Format the listing below as a Markdown table with the columns "Row" and "Line," numbering each line and skipping blank lines. Leave the pictures out of the table.

Top of GIVEN RECORDS

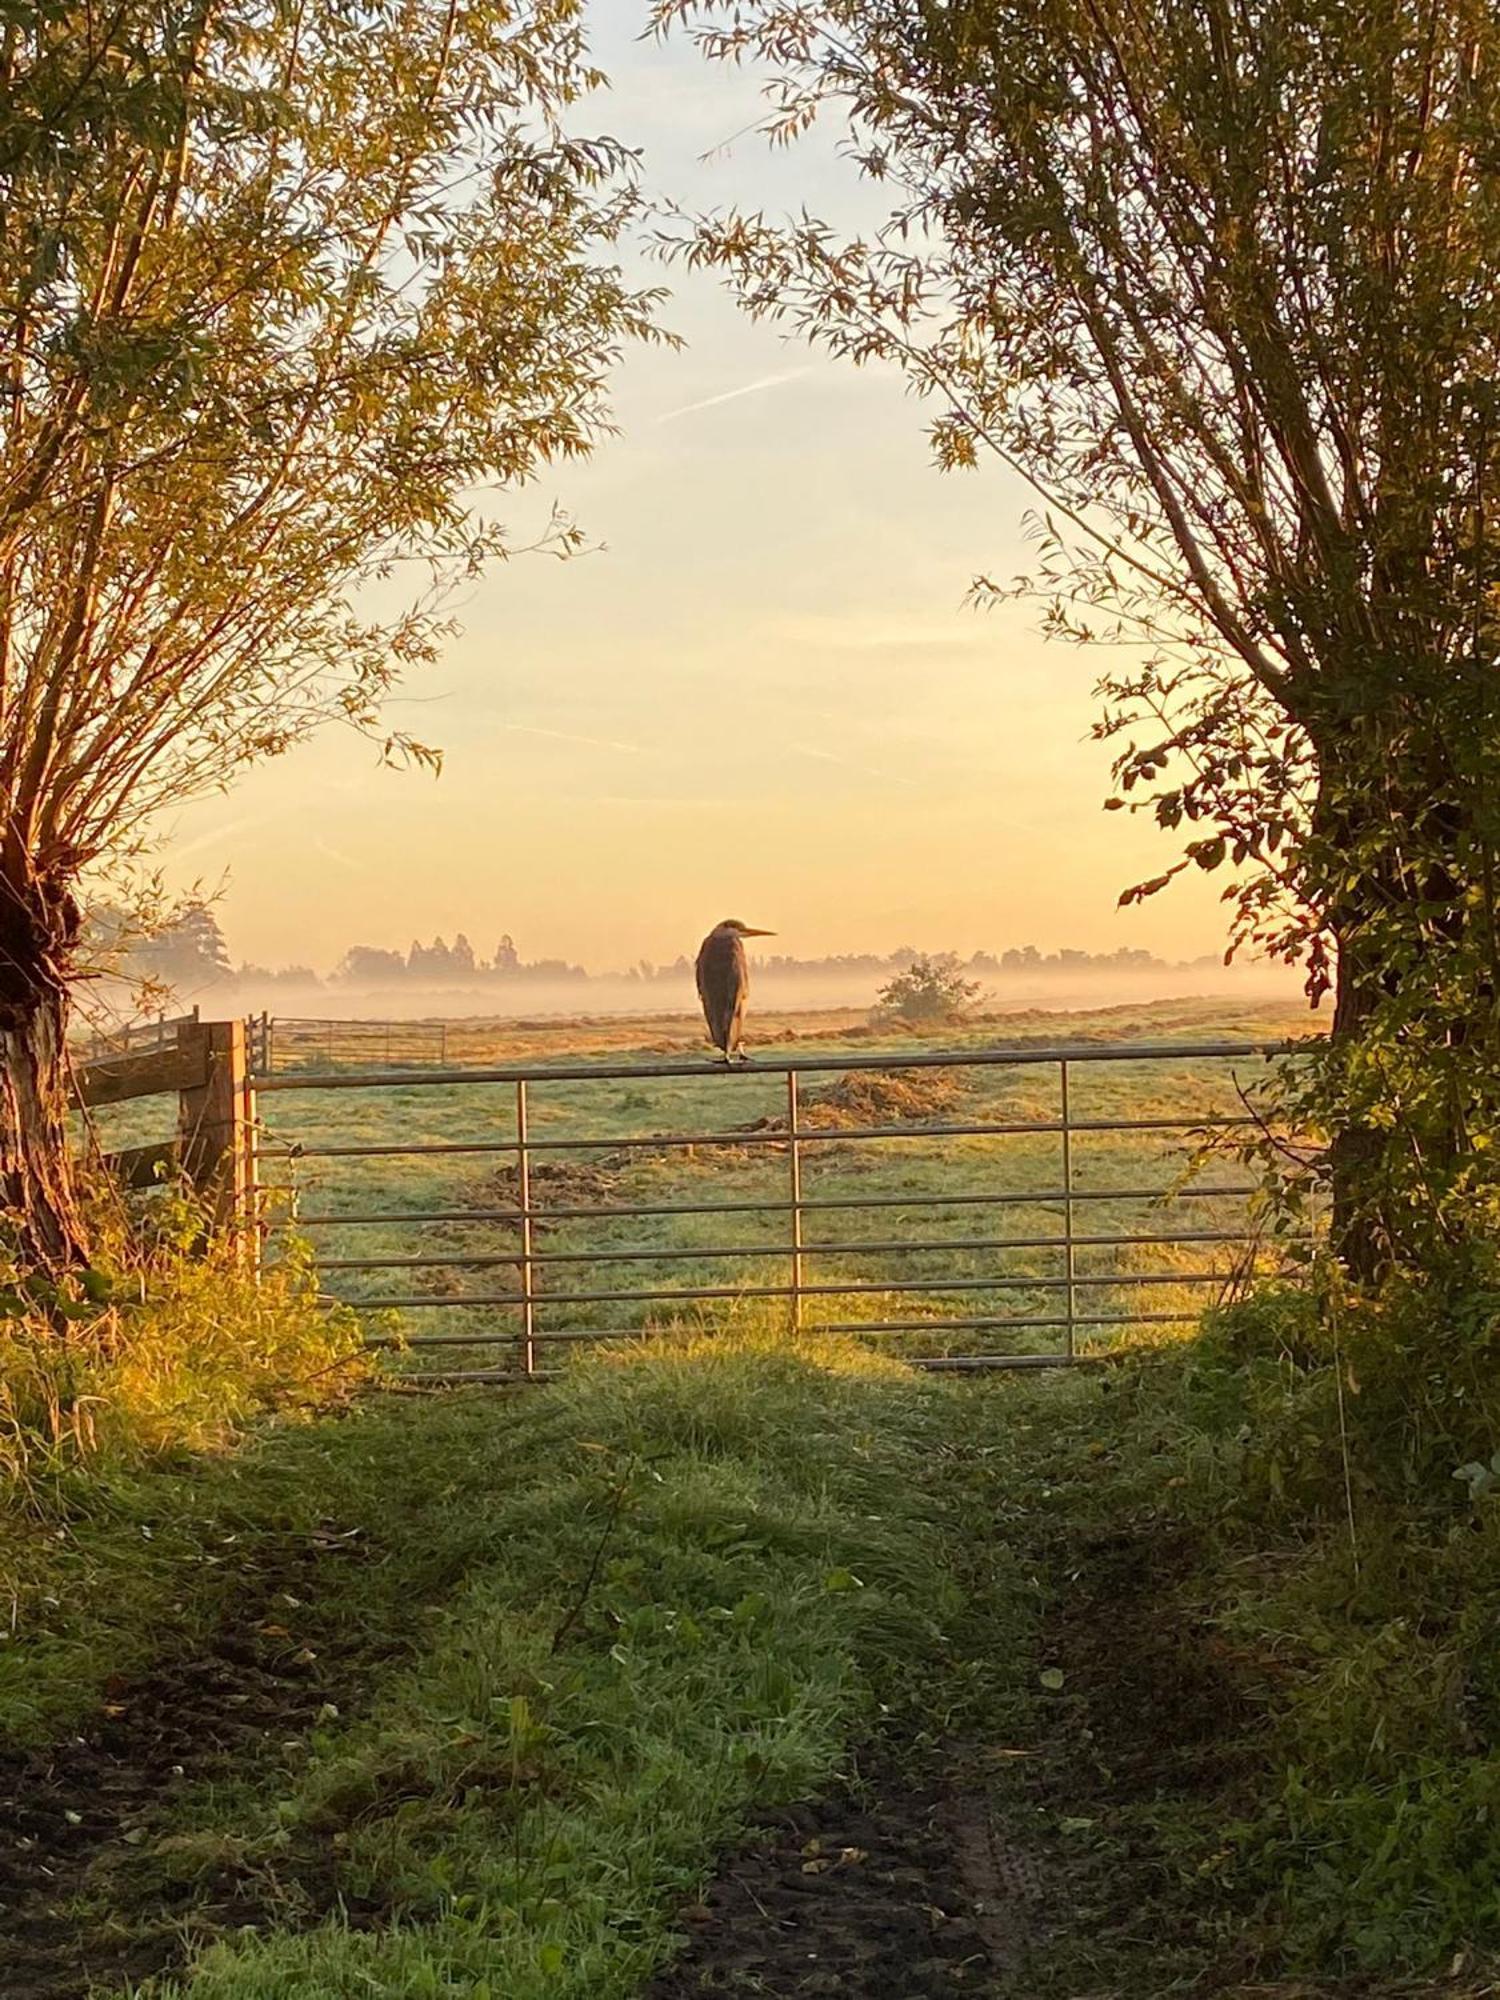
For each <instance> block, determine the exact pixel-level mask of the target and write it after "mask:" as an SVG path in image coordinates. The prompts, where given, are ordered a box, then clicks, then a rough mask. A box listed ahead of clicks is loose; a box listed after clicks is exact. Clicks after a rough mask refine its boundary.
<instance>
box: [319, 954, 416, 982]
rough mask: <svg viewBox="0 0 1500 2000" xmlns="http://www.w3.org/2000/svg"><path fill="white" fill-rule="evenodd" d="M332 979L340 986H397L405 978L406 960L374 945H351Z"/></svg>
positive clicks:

Bottom of GIVEN RECORDS

» **REPLY TO THE EXERCISE**
| Row | Line |
|---|---|
| 1 | For each <instance> block, determine the exact pixel-level mask of the target and write it after "mask:" as an SVG path in image coordinates. The prompts, where given, are ordered a box, then clicks, then a rough mask. A box listed ahead of clicks is loose; a box listed after clicks is exact. Clicks after a rough mask refine its boundary. |
| 2 | <instance> |
| 3 | box: [319, 954, 416, 982] |
| 4 | rough mask: <svg viewBox="0 0 1500 2000" xmlns="http://www.w3.org/2000/svg"><path fill="white" fill-rule="evenodd" d="M332 979L340 986H397L405 978L406 960L374 945H351Z"/></svg> |
| 5 | positive clicks: |